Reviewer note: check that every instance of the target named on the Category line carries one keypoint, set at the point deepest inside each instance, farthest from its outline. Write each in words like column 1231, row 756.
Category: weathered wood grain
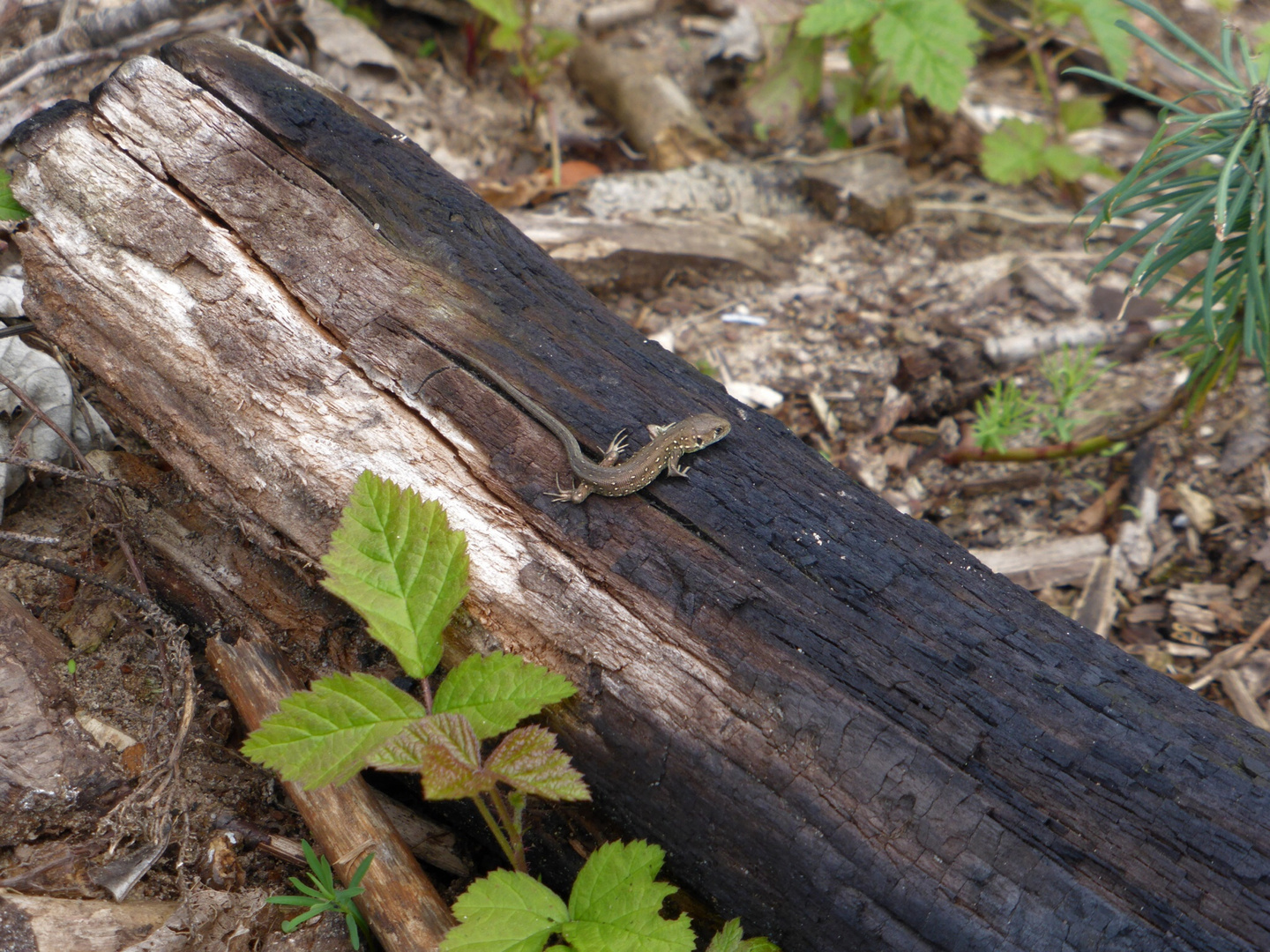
column 840, row 724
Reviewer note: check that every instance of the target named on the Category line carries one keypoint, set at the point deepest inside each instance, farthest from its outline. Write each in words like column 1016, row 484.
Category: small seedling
column 1006, row 414
column 395, row 560
column 537, row 54
column 322, row 896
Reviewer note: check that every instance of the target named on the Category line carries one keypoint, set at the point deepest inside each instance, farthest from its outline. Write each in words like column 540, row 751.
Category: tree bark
column 840, row 724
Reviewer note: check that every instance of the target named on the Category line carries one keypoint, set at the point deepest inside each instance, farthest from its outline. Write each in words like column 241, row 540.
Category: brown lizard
column 609, row 478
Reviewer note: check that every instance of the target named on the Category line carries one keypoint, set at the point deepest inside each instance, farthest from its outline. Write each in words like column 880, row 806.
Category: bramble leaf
column 728, row 940
column 505, row 911
column 499, row 691
column 395, row 560
column 1065, row 164
column 502, row 11
column 1081, row 113
column 528, row 761
column 444, row 749
column 615, row 905
column 927, row 43
column 323, row 735
column 833, row 17
column 1013, row 152
column 11, row 208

EXERCISE OBJECTIVE: Would you quote everything from the line containing "241, row 540." down to the line containing "column 609, row 478", both of those lines included?

ANSWER TO THIS TASK:
Reviewer note: check that every instance of the target named on the Category line carries one keypoint, set at the point deepest inside each instance, farthest from its outline. Write each in words like column 241, row 540.
Category: brown lizard
column 609, row 478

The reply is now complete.